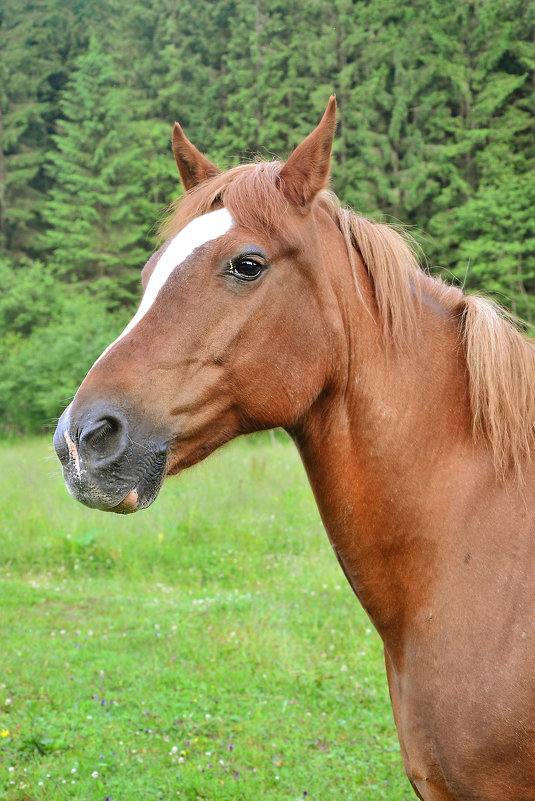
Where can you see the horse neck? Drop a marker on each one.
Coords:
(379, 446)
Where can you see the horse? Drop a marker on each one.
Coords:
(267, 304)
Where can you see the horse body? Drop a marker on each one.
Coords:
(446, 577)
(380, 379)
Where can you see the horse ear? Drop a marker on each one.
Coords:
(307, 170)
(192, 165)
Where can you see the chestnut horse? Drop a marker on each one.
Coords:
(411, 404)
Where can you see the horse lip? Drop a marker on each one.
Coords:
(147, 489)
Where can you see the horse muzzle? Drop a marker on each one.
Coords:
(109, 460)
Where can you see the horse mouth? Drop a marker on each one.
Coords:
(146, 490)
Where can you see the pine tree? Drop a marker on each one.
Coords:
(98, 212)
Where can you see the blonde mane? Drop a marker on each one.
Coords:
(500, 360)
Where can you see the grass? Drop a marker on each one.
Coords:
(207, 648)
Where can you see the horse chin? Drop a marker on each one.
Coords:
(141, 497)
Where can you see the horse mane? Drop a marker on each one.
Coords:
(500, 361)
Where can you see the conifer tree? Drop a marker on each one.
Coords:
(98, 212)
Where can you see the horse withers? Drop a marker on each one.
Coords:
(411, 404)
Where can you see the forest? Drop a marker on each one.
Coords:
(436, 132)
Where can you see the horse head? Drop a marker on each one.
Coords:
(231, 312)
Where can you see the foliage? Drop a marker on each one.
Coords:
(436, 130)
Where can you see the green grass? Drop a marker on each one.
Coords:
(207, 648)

---

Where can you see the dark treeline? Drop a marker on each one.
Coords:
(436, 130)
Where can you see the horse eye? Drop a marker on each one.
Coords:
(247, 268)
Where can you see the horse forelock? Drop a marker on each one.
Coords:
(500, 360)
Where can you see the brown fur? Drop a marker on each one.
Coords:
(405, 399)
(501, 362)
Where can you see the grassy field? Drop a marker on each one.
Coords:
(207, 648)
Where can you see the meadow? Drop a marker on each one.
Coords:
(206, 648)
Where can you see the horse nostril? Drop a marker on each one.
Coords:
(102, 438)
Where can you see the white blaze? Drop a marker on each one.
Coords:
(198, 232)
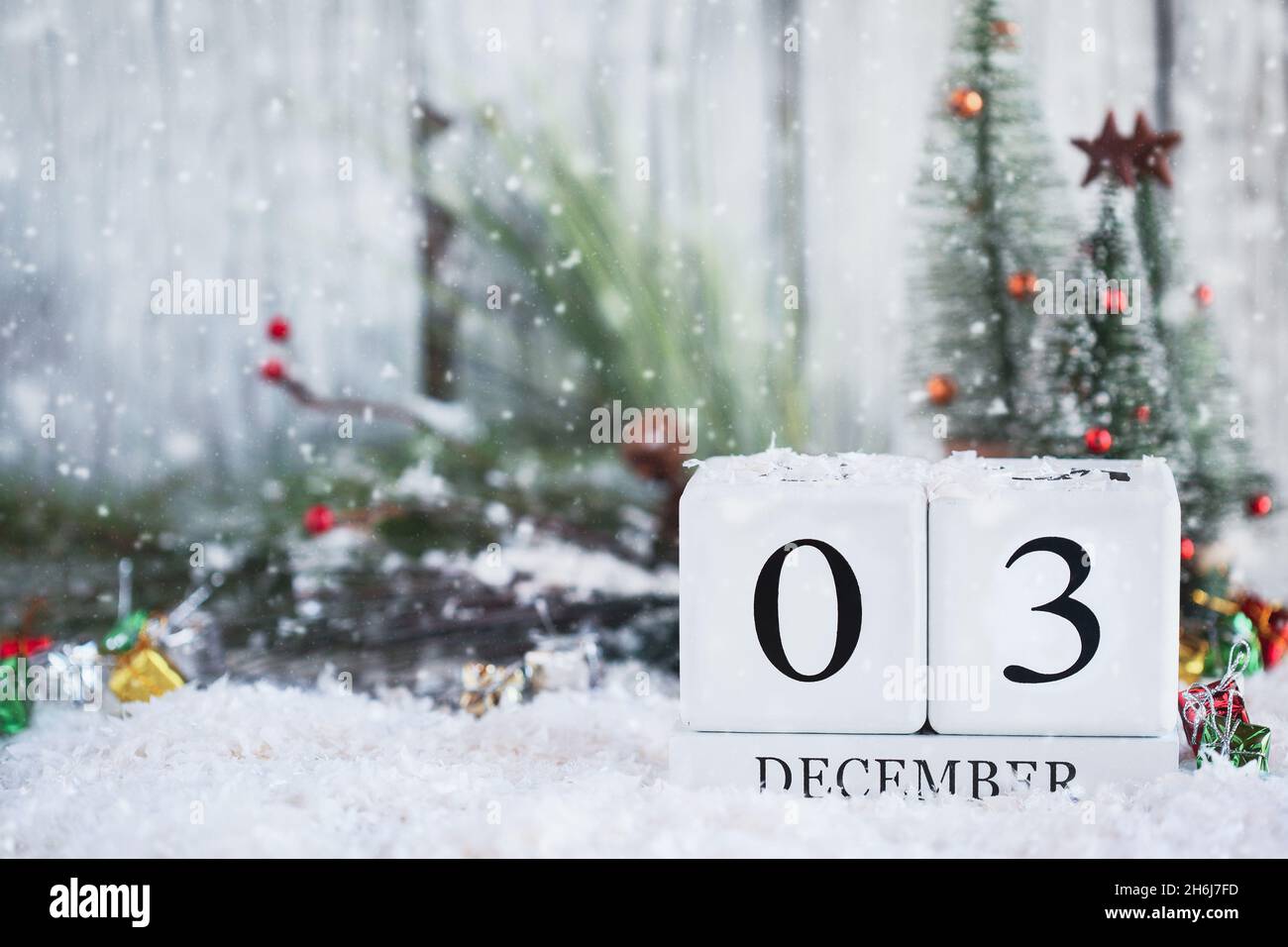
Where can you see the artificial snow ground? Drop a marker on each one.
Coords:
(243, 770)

---

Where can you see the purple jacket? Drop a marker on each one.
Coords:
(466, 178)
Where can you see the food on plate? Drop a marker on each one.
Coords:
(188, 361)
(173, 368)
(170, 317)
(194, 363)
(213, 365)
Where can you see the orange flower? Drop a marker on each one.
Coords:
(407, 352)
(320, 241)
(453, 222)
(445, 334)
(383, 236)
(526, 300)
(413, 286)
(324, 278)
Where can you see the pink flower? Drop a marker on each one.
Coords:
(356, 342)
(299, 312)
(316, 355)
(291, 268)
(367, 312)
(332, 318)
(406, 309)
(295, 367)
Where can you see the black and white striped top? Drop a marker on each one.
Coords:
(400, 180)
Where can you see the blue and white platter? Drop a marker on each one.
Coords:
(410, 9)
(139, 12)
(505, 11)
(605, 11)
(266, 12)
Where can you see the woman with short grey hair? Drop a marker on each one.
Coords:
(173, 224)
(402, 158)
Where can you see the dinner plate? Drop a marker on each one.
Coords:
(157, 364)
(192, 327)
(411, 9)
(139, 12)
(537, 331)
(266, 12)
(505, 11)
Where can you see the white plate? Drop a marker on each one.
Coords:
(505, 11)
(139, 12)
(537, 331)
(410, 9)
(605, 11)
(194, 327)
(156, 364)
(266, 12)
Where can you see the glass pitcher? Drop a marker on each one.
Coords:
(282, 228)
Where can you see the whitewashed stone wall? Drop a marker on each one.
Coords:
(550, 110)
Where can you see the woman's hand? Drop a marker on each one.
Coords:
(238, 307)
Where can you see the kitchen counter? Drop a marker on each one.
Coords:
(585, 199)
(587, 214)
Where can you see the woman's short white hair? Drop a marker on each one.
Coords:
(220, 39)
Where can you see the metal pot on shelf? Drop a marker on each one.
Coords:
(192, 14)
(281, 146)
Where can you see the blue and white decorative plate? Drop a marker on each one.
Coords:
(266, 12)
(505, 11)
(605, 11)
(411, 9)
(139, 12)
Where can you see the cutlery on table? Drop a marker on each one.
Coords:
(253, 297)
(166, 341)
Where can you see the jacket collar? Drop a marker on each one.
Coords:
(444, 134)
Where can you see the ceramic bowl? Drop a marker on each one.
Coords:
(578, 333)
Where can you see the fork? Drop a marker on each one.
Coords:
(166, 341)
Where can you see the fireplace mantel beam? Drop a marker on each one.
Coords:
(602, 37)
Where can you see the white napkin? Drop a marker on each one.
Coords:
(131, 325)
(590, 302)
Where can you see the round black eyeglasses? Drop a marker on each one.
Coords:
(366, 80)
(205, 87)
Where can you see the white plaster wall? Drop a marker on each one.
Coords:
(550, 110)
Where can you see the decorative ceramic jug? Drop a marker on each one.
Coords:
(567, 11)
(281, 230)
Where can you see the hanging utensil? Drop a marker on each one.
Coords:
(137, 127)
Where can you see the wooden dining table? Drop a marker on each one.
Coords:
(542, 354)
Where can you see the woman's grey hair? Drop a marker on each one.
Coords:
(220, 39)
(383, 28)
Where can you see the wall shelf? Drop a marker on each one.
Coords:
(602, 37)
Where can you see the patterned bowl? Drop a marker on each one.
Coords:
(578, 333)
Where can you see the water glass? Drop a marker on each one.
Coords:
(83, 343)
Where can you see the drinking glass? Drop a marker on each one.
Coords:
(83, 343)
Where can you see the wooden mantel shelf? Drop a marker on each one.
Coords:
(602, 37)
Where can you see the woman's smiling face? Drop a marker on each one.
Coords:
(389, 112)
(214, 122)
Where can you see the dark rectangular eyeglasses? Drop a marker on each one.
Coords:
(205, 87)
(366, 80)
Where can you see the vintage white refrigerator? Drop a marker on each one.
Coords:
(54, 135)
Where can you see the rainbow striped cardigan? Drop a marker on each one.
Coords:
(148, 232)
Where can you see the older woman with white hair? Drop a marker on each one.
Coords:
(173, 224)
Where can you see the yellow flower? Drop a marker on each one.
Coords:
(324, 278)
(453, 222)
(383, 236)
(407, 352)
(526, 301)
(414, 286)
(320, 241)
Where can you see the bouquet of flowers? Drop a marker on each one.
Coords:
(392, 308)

---

__Assignment__. The lines above from the one containing "Where can you see the horse neck?" through the one containing "Where can you see the blonde" are to be set down exactly, and no others.

__Task response__.
Where can you see the horse neck? Drop a marker on each one.
Coords:
(379, 446)
Where can you see the horse? Drop a marker on each one.
Coords:
(267, 304)
Where can you see the horse body? Drop a marker on each one.
Coords:
(446, 577)
(380, 379)
Where can you see the horse ear? Drop a marker on each one.
Coords:
(307, 170)
(192, 165)
Where can you see the chestnut horse? Drop a marker on each one.
Coords:
(411, 404)
Where can you see the horse lip? Drop a marker on each one.
Coords:
(147, 489)
Where can you see the horse muzzle? Drop a marker on each one.
Coords:
(109, 460)
Where can you see the horse mouth? Drop a marker on each one.
Coords:
(146, 490)
Where can you see the pine tree? Drop a marker on each one.
Coords:
(98, 212)
Where can you see the blonde mane? Drop a marker on each one.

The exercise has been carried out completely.